**Set exercise**
Copy out each line of the data below that includes the string "clay".

Point-based annotation data:
*-*-*
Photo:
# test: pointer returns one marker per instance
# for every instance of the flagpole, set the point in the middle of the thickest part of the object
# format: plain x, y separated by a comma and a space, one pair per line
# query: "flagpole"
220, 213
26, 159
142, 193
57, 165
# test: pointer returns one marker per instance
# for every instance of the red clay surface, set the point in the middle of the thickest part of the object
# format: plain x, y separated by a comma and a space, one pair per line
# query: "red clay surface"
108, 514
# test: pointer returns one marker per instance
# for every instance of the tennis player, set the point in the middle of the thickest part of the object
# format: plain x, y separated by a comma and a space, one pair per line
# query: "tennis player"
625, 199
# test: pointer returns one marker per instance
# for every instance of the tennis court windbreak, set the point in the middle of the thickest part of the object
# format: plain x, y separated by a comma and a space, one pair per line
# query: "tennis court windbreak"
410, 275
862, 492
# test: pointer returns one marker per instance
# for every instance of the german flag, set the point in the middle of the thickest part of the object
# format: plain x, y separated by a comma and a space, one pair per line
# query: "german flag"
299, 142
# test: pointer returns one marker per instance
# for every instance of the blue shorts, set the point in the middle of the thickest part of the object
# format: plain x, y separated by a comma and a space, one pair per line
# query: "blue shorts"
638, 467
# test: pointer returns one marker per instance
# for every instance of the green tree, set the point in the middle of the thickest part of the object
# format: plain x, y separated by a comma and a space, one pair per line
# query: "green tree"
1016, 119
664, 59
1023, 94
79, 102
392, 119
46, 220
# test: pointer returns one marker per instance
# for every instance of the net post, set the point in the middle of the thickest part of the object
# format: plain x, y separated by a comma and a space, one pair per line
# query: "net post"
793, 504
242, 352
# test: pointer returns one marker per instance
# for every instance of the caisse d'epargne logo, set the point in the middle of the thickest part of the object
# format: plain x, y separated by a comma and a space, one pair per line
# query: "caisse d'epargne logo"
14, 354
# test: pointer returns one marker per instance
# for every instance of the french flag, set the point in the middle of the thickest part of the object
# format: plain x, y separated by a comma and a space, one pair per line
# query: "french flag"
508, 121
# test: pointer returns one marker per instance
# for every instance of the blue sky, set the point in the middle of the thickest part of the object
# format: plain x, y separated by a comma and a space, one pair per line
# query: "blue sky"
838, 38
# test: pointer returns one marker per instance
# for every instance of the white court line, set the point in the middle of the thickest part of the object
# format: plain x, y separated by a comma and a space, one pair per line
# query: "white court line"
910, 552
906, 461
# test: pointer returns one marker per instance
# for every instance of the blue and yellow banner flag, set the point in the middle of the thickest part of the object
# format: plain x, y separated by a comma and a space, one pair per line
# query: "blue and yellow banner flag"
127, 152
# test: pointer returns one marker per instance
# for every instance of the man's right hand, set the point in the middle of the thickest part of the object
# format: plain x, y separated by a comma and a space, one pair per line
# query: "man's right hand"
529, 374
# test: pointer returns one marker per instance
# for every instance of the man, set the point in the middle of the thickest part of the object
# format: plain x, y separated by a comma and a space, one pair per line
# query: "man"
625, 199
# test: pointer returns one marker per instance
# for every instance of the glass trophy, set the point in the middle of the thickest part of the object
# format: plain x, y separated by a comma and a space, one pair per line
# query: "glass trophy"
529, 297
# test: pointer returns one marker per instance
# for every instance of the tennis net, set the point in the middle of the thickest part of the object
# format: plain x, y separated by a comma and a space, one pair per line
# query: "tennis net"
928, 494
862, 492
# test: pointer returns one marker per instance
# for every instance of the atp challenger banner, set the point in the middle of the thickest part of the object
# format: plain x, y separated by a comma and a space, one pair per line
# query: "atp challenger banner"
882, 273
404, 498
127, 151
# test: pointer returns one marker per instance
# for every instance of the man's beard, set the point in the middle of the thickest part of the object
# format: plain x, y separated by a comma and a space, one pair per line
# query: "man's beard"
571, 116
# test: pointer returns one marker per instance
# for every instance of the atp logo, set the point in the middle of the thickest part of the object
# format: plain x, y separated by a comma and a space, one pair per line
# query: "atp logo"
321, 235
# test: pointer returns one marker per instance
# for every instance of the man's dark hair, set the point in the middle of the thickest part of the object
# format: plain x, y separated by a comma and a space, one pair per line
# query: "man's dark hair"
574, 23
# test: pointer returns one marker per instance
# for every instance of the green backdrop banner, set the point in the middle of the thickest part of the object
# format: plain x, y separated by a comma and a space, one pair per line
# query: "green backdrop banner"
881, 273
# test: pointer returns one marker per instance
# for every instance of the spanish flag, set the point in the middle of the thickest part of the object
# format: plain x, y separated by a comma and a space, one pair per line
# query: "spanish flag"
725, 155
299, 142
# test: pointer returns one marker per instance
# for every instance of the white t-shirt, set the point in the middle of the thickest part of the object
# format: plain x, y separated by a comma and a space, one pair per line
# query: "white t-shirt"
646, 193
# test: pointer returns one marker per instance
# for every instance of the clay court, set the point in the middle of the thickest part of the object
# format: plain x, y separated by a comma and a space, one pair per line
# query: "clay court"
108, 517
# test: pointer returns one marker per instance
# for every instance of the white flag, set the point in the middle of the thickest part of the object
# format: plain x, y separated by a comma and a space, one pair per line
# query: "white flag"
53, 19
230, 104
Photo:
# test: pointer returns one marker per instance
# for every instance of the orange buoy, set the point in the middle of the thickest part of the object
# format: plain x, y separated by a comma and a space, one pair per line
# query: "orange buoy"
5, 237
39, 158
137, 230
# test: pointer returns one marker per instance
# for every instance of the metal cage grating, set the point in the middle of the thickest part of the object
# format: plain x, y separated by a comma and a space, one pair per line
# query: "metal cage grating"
*-*-*
**Solution below**
# for every instance of the red clay surface, set the point in the middle of the thickest part of the object
# query: "red clay surface"
# for every instance of the clay court, set the point in the middle of the thickest part of the object
# query: "clay court"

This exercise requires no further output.